WHAT YOU HAVE TO DO:
Say how many lines in the entries below mention "window", with no other words.

(Images for object localization)
◇ ◇ ◇ ◇
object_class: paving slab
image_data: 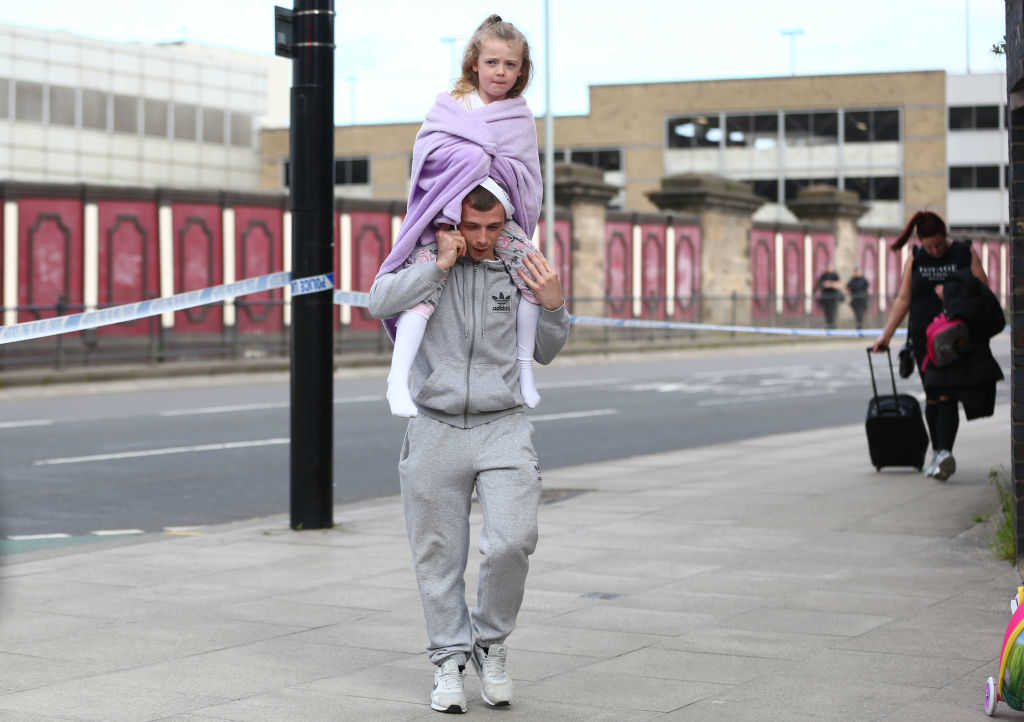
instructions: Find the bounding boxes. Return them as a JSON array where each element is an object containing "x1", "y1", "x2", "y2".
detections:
[{"x1": 0, "y1": 408, "x2": 1014, "y2": 720}]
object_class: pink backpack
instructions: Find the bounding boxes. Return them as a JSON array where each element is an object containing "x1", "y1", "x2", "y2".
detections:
[{"x1": 923, "y1": 313, "x2": 969, "y2": 371}]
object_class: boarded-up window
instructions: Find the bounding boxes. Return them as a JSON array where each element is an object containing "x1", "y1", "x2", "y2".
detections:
[
  {"x1": 113, "y1": 94, "x2": 138, "y2": 133},
  {"x1": 202, "y1": 107, "x2": 224, "y2": 144},
  {"x1": 15, "y1": 81, "x2": 43, "y2": 122},
  {"x1": 174, "y1": 103, "x2": 197, "y2": 141},
  {"x1": 229, "y1": 111, "x2": 252, "y2": 147},
  {"x1": 144, "y1": 99, "x2": 168, "y2": 137},
  {"x1": 82, "y1": 89, "x2": 108, "y2": 130},
  {"x1": 49, "y1": 85, "x2": 76, "y2": 126}
]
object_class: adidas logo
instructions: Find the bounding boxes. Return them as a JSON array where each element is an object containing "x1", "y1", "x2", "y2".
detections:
[{"x1": 491, "y1": 292, "x2": 512, "y2": 313}]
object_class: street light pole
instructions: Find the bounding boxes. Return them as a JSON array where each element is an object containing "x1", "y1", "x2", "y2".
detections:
[
  {"x1": 275, "y1": 0, "x2": 335, "y2": 530},
  {"x1": 780, "y1": 28, "x2": 804, "y2": 77}
]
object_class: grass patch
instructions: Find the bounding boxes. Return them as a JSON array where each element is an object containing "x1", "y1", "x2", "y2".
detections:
[{"x1": 991, "y1": 467, "x2": 1016, "y2": 563}]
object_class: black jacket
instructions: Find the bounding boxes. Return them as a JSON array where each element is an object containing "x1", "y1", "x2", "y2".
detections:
[{"x1": 921, "y1": 268, "x2": 1005, "y2": 419}]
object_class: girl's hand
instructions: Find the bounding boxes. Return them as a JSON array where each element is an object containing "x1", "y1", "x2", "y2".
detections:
[{"x1": 519, "y1": 253, "x2": 564, "y2": 310}]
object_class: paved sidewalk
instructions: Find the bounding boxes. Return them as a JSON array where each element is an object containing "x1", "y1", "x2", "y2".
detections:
[{"x1": 0, "y1": 409, "x2": 1014, "y2": 721}]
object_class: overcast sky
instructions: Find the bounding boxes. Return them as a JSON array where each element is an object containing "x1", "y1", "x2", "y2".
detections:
[{"x1": 3, "y1": 0, "x2": 1009, "y2": 125}]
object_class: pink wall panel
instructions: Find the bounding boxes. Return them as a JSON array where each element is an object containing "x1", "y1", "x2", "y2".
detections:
[
  {"x1": 749, "y1": 227, "x2": 774, "y2": 319},
  {"x1": 639, "y1": 223, "x2": 666, "y2": 318},
  {"x1": 349, "y1": 210, "x2": 391, "y2": 331},
  {"x1": 985, "y1": 242, "x2": 1002, "y2": 297},
  {"x1": 234, "y1": 205, "x2": 284, "y2": 334},
  {"x1": 18, "y1": 198, "x2": 83, "y2": 324},
  {"x1": 97, "y1": 200, "x2": 159, "y2": 336},
  {"x1": 172, "y1": 203, "x2": 222, "y2": 333},
  {"x1": 859, "y1": 234, "x2": 879, "y2": 314},
  {"x1": 605, "y1": 220, "x2": 632, "y2": 318},
  {"x1": 674, "y1": 223, "x2": 701, "y2": 318},
  {"x1": 886, "y1": 244, "x2": 904, "y2": 303},
  {"x1": 536, "y1": 219, "x2": 572, "y2": 302},
  {"x1": 781, "y1": 231, "x2": 803, "y2": 315}
]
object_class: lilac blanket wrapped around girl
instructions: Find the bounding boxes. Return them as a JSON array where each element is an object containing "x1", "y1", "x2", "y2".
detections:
[{"x1": 375, "y1": 92, "x2": 542, "y2": 279}]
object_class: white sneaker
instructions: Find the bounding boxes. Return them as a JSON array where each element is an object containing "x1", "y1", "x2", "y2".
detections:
[
  {"x1": 931, "y1": 450, "x2": 956, "y2": 481},
  {"x1": 923, "y1": 452, "x2": 939, "y2": 478},
  {"x1": 471, "y1": 643, "x2": 513, "y2": 707},
  {"x1": 431, "y1": 659, "x2": 467, "y2": 714}
]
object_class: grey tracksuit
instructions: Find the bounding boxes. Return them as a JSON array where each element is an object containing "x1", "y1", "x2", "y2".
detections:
[{"x1": 369, "y1": 256, "x2": 570, "y2": 665}]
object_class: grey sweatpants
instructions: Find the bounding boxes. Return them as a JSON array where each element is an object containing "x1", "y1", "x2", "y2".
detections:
[{"x1": 398, "y1": 413, "x2": 541, "y2": 666}]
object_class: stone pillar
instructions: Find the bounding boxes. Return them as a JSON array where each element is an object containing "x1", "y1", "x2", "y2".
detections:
[
  {"x1": 786, "y1": 184, "x2": 868, "y2": 281},
  {"x1": 647, "y1": 173, "x2": 763, "y2": 324},
  {"x1": 551, "y1": 163, "x2": 618, "y2": 316}
]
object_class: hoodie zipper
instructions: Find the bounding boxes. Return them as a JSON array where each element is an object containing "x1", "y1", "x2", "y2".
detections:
[{"x1": 463, "y1": 262, "x2": 479, "y2": 427}]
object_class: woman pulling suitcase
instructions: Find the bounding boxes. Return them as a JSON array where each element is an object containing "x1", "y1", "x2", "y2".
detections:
[{"x1": 872, "y1": 211, "x2": 1003, "y2": 481}]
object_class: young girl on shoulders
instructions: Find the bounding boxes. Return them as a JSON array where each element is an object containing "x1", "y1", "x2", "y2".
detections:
[{"x1": 375, "y1": 15, "x2": 547, "y2": 418}]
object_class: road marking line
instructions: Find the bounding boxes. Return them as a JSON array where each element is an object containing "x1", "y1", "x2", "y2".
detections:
[
  {"x1": 34, "y1": 437, "x2": 290, "y2": 466},
  {"x1": 0, "y1": 419, "x2": 54, "y2": 429},
  {"x1": 161, "y1": 395, "x2": 382, "y2": 417},
  {"x1": 90, "y1": 529, "x2": 144, "y2": 536},
  {"x1": 164, "y1": 526, "x2": 206, "y2": 536},
  {"x1": 7, "y1": 533, "x2": 71, "y2": 541},
  {"x1": 161, "y1": 402, "x2": 286, "y2": 416},
  {"x1": 529, "y1": 409, "x2": 618, "y2": 422}
]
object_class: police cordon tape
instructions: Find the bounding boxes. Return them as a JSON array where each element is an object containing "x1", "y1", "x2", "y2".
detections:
[{"x1": 0, "y1": 270, "x2": 904, "y2": 345}]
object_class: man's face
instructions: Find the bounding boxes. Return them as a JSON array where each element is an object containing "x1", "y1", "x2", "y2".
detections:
[{"x1": 459, "y1": 201, "x2": 505, "y2": 261}]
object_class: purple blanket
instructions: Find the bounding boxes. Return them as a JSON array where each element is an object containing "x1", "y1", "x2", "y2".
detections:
[{"x1": 376, "y1": 92, "x2": 542, "y2": 278}]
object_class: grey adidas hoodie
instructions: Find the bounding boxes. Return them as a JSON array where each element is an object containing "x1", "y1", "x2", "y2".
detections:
[{"x1": 368, "y1": 256, "x2": 571, "y2": 428}]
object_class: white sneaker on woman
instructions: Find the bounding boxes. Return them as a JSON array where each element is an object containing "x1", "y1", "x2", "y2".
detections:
[{"x1": 929, "y1": 450, "x2": 956, "y2": 481}]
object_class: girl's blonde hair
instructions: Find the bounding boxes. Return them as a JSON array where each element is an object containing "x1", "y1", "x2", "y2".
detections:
[{"x1": 453, "y1": 15, "x2": 532, "y2": 100}]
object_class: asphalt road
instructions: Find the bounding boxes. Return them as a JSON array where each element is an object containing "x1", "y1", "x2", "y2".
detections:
[{"x1": 0, "y1": 338, "x2": 1011, "y2": 547}]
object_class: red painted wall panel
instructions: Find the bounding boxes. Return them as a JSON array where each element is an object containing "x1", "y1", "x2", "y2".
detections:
[
  {"x1": 985, "y1": 242, "x2": 1002, "y2": 297},
  {"x1": 172, "y1": 203, "x2": 222, "y2": 333},
  {"x1": 349, "y1": 211, "x2": 391, "y2": 330},
  {"x1": 605, "y1": 220, "x2": 632, "y2": 318},
  {"x1": 674, "y1": 223, "x2": 701, "y2": 319},
  {"x1": 749, "y1": 227, "x2": 774, "y2": 320},
  {"x1": 17, "y1": 198, "x2": 83, "y2": 325},
  {"x1": 858, "y1": 234, "x2": 880, "y2": 314},
  {"x1": 639, "y1": 222, "x2": 666, "y2": 318},
  {"x1": 780, "y1": 231, "x2": 804, "y2": 315},
  {"x1": 234, "y1": 205, "x2": 284, "y2": 334},
  {"x1": 97, "y1": 200, "x2": 159, "y2": 336}
]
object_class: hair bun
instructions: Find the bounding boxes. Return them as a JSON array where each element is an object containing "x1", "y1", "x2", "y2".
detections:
[{"x1": 484, "y1": 14, "x2": 502, "y2": 25}]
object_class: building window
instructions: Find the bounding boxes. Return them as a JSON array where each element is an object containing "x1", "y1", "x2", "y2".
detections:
[
  {"x1": 845, "y1": 175, "x2": 901, "y2": 201},
  {"x1": 726, "y1": 114, "x2": 778, "y2": 149},
  {"x1": 81, "y1": 89, "x2": 108, "y2": 130},
  {"x1": 202, "y1": 107, "x2": 225, "y2": 144},
  {"x1": 144, "y1": 99, "x2": 168, "y2": 137},
  {"x1": 229, "y1": 111, "x2": 252, "y2": 147},
  {"x1": 784, "y1": 111, "x2": 837, "y2": 146},
  {"x1": 15, "y1": 81, "x2": 43, "y2": 123},
  {"x1": 784, "y1": 177, "x2": 838, "y2": 201},
  {"x1": 949, "y1": 165, "x2": 1001, "y2": 189},
  {"x1": 565, "y1": 148, "x2": 622, "y2": 171},
  {"x1": 49, "y1": 85, "x2": 76, "y2": 126},
  {"x1": 844, "y1": 109, "x2": 900, "y2": 143},
  {"x1": 284, "y1": 156, "x2": 371, "y2": 186},
  {"x1": 335, "y1": 156, "x2": 369, "y2": 184},
  {"x1": 949, "y1": 105, "x2": 1001, "y2": 130},
  {"x1": 0, "y1": 79, "x2": 7, "y2": 119},
  {"x1": 743, "y1": 179, "x2": 779, "y2": 202},
  {"x1": 113, "y1": 94, "x2": 138, "y2": 134},
  {"x1": 174, "y1": 103, "x2": 197, "y2": 141},
  {"x1": 667, "y1": 115, "x2": 720, "y2": 148}
]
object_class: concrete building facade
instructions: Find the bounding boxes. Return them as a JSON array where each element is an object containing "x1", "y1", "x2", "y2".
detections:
[
  {"x1": 0, "y1": 24, "x2": 272, "y2": 190},
  {"x1": 260, "y1": 70, "x2": 1012, "y2": 234}
]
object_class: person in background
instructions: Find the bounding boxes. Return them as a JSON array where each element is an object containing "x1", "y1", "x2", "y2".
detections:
[
  {"x1": 846, "y1": 266, "x2": 870, "y2": 330},
  {"x1": 816, "y1": 262, "x2": 843, "y2": 329},
  {"x1": 871, "y1": 210, "x2": 998, "y2": 481}
]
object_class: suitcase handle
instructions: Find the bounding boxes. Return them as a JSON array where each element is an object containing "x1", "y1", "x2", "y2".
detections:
[{"x1": 866, "y1": 346, "x2": 898, "y2": 401}]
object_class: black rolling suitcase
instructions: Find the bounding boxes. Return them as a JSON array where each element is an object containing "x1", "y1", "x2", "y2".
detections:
[{"x1": 865, "y1": 347, "x2": 929, "y2": 471}]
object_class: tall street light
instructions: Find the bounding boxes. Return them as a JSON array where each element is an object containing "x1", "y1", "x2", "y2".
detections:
[{"x1": 780, "y1": 28, "x2": 804, "y2": 76}]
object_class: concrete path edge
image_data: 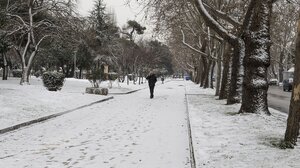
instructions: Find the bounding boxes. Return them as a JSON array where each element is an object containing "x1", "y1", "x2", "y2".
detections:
[{"x1": 0, "y1": 96, "x2": 114, "y2": 135}]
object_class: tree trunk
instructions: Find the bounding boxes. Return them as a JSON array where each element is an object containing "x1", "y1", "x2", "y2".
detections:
[
  {"x1": 219, "y1": 45, "x2": 231, "y2": 99},
  {"x1": 2, "y1": 53, "x2": 8, "y2": 80},
  {"x1": 200, "y1": 57, "x2": 207, "y2": 87},
  {"x1": 215, "y1": 47, "x2": 222, "y2": 96},
  {"x1": 20, "y1": 66, "x2": 30, "y2": 85},
  {"x1": 279, "y1": 51, "x2": 284, "y2": 82},
  {"x1": 204, "y1": 59, "x2": 211, "y2": 89},
  {"x1": 195, "y1": 58, "x2": 203, "y2": 84},
  {"x1": 210, "y1": 60, "x2": 215, "y2": 89},
  {"x1": 283, "y1": 14, "x2": 300, "y2": 147},
  {"x1": 227, "y1": 39, "x2": 244, "y2": 104},
  {"x1": 271, "y1": 64, "x2": 277, "y2": 79},
  {"x1": 202, "y1": 58, "x2": 210, "y2": 88},
  {"x1": 79, "y1": 68, "x2": 82, "y2": 79},
  {"x1": 239, "y1": 1, "x2": 272, "y2": 115}
]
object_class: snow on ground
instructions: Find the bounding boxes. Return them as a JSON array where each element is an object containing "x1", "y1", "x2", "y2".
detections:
[
  {"x1": 0, "y1": 77, "x2": 148, "y2": 130},
  {"x1": 1, "y1": 78, "x2": 300, "y2": 168},
  {"x1": 0, "y1": 79, "x2": 189, "y2": 168},
  {"x1": 186, "y1": 82, "x2": 300, "y2": 168}
]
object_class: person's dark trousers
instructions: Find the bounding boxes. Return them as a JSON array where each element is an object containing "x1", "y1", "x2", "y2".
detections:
[{"x1": 149, "y1": 85, "x2": 155, "y2": 98}]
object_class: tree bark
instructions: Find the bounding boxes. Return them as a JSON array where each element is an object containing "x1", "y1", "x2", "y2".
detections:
[
  {"x1": 239, "y1": 0, "x2": 272, "y2": 115},
  {"x1": 2, "y1": 53, "x2": 8, "y2": 80},
  {"x1": 215, "y1": 46, "x2": 223, "y2": 96},
  {"x1": 271, "y1": 64, "x2": 277, "y2": 79},
  {"x1": 200, "y1": 57, "x2": 207, "y2": 87},
  {"x1": 204, "y1": 59, "x2": 211, "y2": 88},
  {"x1": 227, "y1": 39, "x2": 244, "y2": 104},
  {"x1": 284, "y1": 14, "x2": 300, "y2": 147},
  {"x1": 279, "y1": 51, "x2": 284, "y2": 82},
  {"x1": 20, "y1": 66, "x2": 30, "y2": 85},
  {"x1": 79, "y1": 68, "x2": 82, "y2": 79},
  {"x1": 210, "y1": 60, "x2": 215, "y2": 89},
  {"x1": 219, "y1": 45, "x2": 231, "y2": 100},
  {"x1": 195, "y1": 58, "x2": 203, "y2": 84}
]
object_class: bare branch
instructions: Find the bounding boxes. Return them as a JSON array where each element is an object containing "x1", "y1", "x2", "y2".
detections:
[
  {"x1": 193, "y1": 0, "x2": 237, "y2": 44},
  {"x1": 180, "y1": 29, "x2": 208, "y2": 56},
  {"x1": 203, "y1": 3, "x2": 242, "y2": 29}
]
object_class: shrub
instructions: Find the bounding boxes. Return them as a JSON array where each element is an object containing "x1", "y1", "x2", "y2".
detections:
[
  {"x1": 12, "y1": 69, "x2": 22, "y2": 77},
  {"x1": 86, "y1": 68, "x2": 103, "y2": 88},
  {"x1": 108, "y1": 73, "x2": 118, "y2": 81},
  {"x1": 86, "y1": 87, "x2": 108, "y2": 95},
  {"x1": 34, "y1": 70, "x2": 42, "y2": 78},
  {"x1": 42, "y1": 71, "x2": 65, "y2": 91}
]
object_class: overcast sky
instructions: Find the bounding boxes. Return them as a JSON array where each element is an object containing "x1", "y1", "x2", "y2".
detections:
[
  {"x1": 77, "y1": 0, "x2": 156, "y2": 41},
  {"x1": 77, "y1": 0, "x2": 144, "y2": 27}
]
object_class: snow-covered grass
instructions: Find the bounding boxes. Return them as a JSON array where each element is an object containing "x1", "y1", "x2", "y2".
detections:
[
  {"x1": 0, "y1": 77, "x2": 148, "y2": 130},
  {"x1": 186, "y1": 82, "x2": 300, "y2": 168}
]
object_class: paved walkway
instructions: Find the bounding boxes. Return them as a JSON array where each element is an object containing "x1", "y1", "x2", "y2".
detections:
[{"x1": 0, "y1": 80, "x2": 190, "y2": 168}]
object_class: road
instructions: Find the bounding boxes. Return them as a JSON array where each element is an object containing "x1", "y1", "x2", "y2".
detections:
[{"x1": 268, "y1": 85, "x2": 292, "y2": 114}]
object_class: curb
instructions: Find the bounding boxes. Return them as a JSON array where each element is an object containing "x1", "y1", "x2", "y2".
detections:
[
  {"x1": 0, "y1": 96, "x2": 114, "y2": 135},
  {"x1": 108, "y1": 88, "x2": 145, "y2": 95},
  {"x1": 185, "y1": 89, "x2": 197, "y2": 168}
]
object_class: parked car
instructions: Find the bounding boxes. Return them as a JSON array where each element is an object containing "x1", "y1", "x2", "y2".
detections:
[
  {"x1": 283, "y1": 79, "x2": 293, "y2": 92},
  {"x1": 269, "y1": 78, "x2": 278, "y2": 85}
]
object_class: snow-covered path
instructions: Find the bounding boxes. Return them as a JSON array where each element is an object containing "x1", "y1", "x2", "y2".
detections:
[{"x1": 0, "y1": 80, "x2": 190, "y2": 168}]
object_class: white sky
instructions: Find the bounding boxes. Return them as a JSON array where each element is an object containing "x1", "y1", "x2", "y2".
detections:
[
  {"x1": 77, "y1": 0, "x2": 145, "y2": 28},
  {"x1": 77, "y1": 0, "x2": 157, "y2": 41}
]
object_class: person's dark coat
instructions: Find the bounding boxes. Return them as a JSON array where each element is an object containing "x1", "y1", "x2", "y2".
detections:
[
  {"x1": 146, "y1": 74, "x2": 157, "y2": 86},
  {"x1": 146, "y1": 73, "x2": 157, "y2": 98}
]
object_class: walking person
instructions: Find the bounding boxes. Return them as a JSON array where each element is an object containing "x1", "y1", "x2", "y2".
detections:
[
  {"x1": 161, "y1": 76, "x2": 165, "y2": 84},
  {"x1": 146, "y1": 72, "x2": 157, "y2": 99}
]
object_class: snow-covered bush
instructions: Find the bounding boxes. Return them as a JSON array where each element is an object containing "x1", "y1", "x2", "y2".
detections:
[
  {"x1": 108, "y1": 73, "x2": 118, "y2": 81},
  {"x1": 42, "y1": 71, "x2": 65, "y2": 91},
  {"x1": 87, "y1": 68, "x2": 103, "y2": 88},
  {"x1": 12, "y1": 69, "x2": 22, "y2": 77},
  {"x1": 86, "y1": 87, "x2": 108, "y2": 95}
]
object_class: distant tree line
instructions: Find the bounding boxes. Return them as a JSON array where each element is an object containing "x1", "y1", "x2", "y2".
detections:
[{"x1": 0, "y1": 0, "x2": 174, "y2": 84}]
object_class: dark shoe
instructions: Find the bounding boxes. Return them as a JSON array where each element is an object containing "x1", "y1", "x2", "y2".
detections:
[{"x1": 150, "y1": 95, "x2": 153, "y2": 99}]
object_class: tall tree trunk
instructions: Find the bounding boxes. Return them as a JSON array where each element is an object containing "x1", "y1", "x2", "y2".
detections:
[
  {"x1": 219, "y1": 44, "x2": 231, "y2": 99},
  {"x1": 20, "y1": 66, "x2": 30, "y2": 85},
  {"x1": 200, "y1": 41, "x2": 208, "y2": 87},
  {"x1": 210, "y1": 60, "x2": 216, "y2": 89},
  {"x1": 227, "y1": 39, "x2": 244, "y2": 104},
  {"x1": 283, "y1": 14, "x2": 300, "y2": 147},
  {"x1": 204, "y1": 59, "x2": 211, "y2": 88},
  {"x1": 195, "y1": 58, "x2": 203, "y2": 84},
  {"x1": 279, "y1": 51, "x2": 284, "y2": 82},
  {"x1": 239, "y1": 0, "x2": 272, "y2": 115},
  {"x1": 271, "y1": 64, "x2": 277, "y2": 79},
  {"x1": 2, "y1": 53, "x2": 8, "y2": 80},
  {"x1": 201, "y1": 58, "x2": 208, "y2": 88},
  {"x1": 79, "y1": 68, "x2": 82, "y2": 79},
  {"x1": 215, "y1": 46, "x2": 222, "y2": 96}
]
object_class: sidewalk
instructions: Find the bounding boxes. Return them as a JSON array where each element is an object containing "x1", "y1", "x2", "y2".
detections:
[
  {"x1": 185, "y1": 82, "x2": 300, "y2": 168},
  {"x1": 0, "y1": 80, "x2": 190, "y2": 168}
]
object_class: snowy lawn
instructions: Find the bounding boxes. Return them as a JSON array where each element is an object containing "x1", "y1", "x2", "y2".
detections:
[
  {"x1": 0, "y1": 77, "x2": 148, "y2": 130},
  {"x1": 186, "y1": 82, "x2": 300, "y2": 168}
]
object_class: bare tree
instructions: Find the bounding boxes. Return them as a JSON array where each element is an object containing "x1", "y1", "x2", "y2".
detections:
[
  {"x1": 270, "y1": 2, "x2": 299, "y2": 82},
  {"x1": 283, "y1": 13, "x2": 300, "y2": 148},
  {"x1": 4, "y1": 0, "x2": 75, "y2": 84}
]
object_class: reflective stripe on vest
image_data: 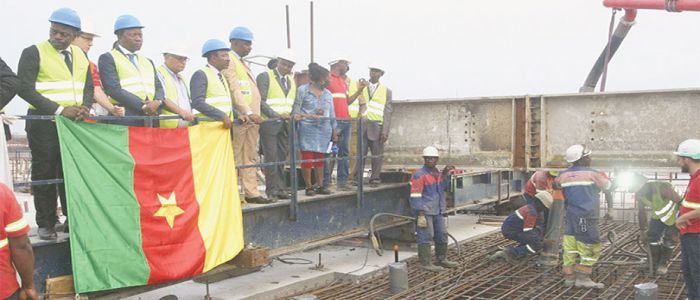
◇ ◇ ◇ ◇
SOLUTION:
2